**Work item:** Given the listing below, write out exactly the lines starting with the line that has "Target: dog's nose" and going on through the line that has "Target: dog's head", both kept.

**Source records:**
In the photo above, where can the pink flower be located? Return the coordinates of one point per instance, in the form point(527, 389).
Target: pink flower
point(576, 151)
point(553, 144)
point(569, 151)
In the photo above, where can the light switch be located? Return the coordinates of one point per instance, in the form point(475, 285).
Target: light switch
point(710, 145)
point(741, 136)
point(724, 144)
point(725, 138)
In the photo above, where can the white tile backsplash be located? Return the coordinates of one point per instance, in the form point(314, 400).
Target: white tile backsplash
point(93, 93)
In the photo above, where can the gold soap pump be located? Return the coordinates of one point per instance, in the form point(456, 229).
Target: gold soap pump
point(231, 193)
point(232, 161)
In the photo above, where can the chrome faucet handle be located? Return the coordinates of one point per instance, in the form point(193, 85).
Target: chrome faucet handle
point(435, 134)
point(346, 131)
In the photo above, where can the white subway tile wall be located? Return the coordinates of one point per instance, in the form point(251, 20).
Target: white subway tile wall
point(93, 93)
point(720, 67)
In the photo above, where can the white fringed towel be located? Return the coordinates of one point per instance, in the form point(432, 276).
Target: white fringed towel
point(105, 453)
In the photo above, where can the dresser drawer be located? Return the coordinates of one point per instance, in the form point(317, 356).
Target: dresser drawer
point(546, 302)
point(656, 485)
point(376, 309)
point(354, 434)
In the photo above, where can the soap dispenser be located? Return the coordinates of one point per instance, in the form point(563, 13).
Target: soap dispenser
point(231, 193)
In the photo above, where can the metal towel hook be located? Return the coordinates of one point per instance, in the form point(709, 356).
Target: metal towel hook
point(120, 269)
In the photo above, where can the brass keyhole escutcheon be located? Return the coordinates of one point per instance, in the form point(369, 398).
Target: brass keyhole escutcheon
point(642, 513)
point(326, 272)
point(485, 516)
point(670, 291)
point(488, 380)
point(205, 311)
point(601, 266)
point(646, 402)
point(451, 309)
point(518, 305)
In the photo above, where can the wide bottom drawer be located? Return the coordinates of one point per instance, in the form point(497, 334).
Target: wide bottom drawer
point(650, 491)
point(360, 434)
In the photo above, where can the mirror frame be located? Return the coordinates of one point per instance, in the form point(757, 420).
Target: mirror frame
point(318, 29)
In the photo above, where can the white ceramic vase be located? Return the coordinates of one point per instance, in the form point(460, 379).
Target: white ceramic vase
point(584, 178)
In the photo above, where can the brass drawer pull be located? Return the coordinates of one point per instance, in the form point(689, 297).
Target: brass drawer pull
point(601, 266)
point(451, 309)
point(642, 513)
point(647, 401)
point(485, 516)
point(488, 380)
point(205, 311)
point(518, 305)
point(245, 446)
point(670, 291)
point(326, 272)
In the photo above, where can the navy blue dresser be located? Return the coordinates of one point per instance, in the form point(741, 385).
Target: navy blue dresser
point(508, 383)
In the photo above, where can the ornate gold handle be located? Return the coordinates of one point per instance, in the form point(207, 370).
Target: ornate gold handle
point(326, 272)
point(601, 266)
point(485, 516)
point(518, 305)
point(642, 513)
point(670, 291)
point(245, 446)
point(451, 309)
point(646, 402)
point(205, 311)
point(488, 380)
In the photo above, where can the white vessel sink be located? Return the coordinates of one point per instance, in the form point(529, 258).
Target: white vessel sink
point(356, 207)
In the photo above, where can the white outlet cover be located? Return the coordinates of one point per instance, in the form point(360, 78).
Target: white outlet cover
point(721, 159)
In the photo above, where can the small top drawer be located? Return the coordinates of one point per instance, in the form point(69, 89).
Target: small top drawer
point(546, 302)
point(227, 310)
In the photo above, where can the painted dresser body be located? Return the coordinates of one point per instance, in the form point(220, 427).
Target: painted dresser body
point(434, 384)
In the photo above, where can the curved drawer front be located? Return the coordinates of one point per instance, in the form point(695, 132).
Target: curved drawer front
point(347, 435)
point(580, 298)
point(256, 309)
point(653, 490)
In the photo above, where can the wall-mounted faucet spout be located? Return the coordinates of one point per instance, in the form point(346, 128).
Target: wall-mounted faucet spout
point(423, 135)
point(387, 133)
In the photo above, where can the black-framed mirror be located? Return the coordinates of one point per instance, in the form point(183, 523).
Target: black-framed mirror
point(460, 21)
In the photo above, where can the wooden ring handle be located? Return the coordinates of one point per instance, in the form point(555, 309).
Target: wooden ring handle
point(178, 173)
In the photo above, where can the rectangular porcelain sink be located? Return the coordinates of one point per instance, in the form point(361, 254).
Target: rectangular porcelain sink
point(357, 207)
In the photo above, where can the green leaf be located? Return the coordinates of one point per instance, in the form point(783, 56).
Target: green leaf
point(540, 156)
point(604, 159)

...

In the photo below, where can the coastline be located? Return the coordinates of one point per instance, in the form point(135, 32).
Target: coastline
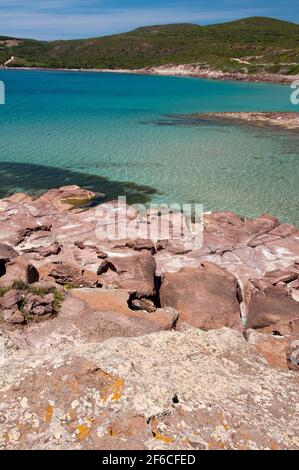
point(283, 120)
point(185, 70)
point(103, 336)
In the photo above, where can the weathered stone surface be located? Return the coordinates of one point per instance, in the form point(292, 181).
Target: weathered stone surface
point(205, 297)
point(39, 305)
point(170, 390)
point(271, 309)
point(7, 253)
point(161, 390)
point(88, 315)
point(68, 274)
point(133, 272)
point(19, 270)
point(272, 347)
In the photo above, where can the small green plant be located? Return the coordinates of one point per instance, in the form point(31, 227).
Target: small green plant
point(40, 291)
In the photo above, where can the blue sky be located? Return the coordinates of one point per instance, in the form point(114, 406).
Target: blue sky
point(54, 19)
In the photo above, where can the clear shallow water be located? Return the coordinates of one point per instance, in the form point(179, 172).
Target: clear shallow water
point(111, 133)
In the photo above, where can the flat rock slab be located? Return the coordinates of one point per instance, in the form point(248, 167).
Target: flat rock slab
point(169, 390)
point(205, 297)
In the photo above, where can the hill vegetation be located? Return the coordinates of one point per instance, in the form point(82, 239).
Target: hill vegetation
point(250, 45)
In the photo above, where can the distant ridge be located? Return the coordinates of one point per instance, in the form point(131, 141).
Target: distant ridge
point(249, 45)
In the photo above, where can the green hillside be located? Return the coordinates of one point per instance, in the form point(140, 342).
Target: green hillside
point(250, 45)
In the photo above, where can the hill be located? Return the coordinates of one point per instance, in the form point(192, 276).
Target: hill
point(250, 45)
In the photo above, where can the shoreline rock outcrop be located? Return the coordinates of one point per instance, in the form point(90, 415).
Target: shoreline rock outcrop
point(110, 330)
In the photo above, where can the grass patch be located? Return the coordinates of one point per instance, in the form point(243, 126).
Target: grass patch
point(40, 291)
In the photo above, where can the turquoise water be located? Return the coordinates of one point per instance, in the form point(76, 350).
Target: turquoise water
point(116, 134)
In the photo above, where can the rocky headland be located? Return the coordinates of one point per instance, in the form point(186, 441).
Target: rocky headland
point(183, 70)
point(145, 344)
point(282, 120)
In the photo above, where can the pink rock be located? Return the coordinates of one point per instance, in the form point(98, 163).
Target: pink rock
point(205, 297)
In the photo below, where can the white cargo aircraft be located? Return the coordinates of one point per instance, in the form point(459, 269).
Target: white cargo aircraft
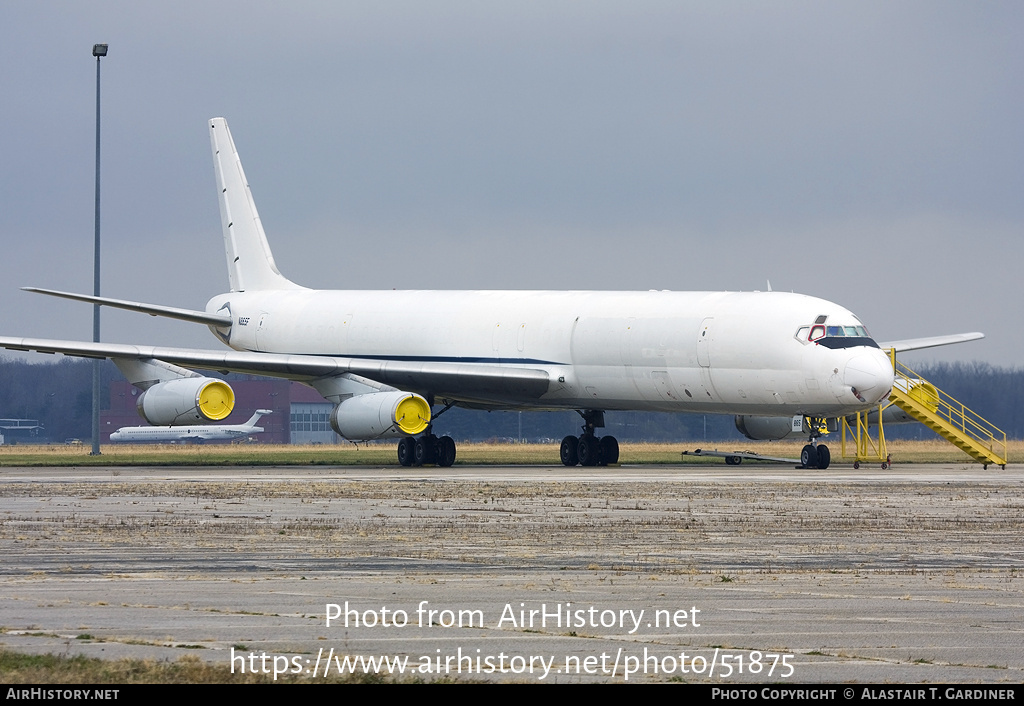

--

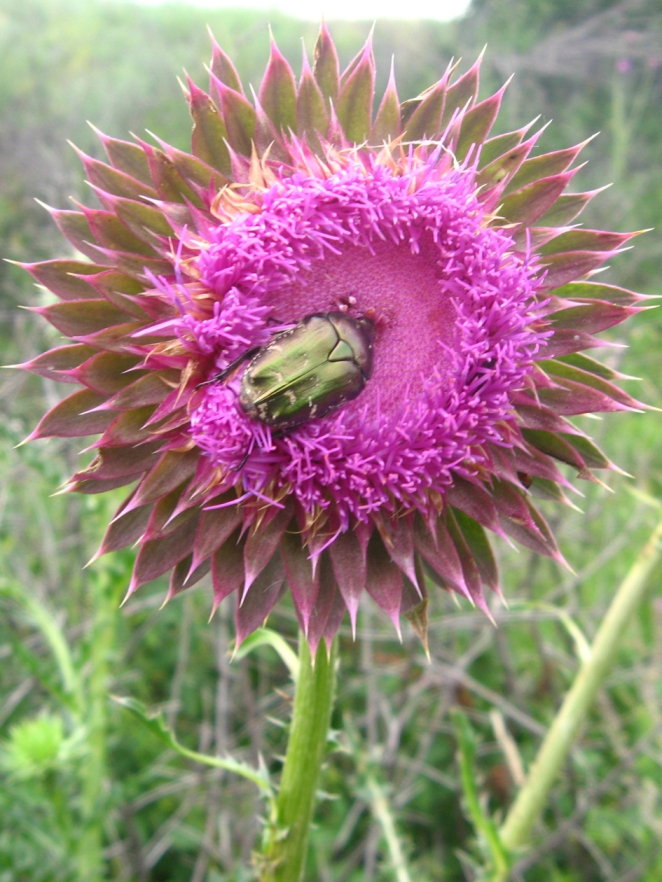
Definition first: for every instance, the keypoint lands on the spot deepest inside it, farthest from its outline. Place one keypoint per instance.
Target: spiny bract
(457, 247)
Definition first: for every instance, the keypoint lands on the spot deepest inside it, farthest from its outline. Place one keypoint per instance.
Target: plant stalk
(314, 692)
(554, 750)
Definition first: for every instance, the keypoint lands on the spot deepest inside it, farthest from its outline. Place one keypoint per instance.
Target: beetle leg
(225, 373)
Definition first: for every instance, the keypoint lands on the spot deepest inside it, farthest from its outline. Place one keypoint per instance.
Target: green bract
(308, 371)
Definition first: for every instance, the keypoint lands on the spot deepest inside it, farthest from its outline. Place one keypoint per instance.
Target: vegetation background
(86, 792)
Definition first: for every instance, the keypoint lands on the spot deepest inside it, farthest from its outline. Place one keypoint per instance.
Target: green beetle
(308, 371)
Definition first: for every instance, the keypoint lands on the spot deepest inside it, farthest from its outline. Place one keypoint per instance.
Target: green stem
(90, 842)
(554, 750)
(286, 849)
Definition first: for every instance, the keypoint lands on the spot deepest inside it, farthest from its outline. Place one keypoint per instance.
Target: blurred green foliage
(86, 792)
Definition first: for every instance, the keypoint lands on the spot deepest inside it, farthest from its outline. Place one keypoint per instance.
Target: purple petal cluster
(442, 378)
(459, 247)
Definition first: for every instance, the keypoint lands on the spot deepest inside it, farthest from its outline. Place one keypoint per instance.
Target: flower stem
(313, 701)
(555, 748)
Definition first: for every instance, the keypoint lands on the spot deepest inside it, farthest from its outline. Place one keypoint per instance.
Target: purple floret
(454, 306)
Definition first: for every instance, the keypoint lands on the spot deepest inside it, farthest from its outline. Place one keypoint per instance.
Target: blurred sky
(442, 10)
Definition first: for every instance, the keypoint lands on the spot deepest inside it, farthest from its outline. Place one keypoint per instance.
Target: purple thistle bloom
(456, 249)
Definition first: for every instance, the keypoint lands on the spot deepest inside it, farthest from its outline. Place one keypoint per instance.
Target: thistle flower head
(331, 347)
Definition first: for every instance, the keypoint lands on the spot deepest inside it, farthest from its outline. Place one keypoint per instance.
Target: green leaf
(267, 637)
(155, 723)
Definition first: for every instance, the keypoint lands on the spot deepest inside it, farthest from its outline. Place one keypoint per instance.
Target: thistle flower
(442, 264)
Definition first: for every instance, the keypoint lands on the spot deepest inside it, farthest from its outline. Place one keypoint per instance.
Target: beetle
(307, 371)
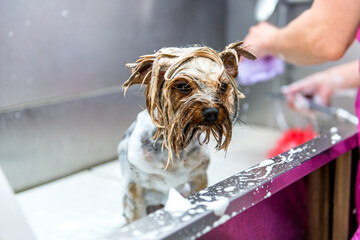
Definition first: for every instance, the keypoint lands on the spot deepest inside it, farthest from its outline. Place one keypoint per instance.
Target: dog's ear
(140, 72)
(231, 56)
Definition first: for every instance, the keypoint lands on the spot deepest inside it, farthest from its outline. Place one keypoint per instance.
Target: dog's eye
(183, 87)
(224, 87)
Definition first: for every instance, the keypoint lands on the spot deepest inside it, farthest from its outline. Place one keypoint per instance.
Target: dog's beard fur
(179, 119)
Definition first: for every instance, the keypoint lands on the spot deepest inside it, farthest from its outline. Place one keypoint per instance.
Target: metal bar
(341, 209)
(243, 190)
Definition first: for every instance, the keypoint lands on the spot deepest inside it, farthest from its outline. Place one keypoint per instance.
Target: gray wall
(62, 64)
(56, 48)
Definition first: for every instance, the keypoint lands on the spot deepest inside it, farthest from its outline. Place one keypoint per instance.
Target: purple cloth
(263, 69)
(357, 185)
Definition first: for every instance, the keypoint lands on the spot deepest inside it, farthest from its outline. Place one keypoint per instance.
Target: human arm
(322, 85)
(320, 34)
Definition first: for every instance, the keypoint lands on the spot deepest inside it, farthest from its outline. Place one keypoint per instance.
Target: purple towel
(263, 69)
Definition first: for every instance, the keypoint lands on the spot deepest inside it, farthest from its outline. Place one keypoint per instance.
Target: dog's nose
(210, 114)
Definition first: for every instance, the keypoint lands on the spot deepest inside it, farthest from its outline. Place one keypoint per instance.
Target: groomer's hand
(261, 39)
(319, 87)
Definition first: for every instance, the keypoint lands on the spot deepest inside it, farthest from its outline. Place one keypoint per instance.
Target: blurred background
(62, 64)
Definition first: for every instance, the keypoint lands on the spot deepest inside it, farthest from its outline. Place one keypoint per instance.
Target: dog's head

**Result:**
Target: dog's nose
(210, 114)
Definition first: for every instance, the keypoint lands on the spot deepest inside it, farthest from its outline. Place one keypoint per instance.
Target: groomer's hand
(261, 39)
(319, 87)
Definition first: for every instance, the keypoint lands on the spot deepest inside it, farthest from its outline. Place one keypoint per instance.
Target: blurred background
(62, 64)
Definition first: for every instance, the keypoint lands on the spot deepest inside it, farthest from its outline. Place one keypoint per instance.
Target: dog's head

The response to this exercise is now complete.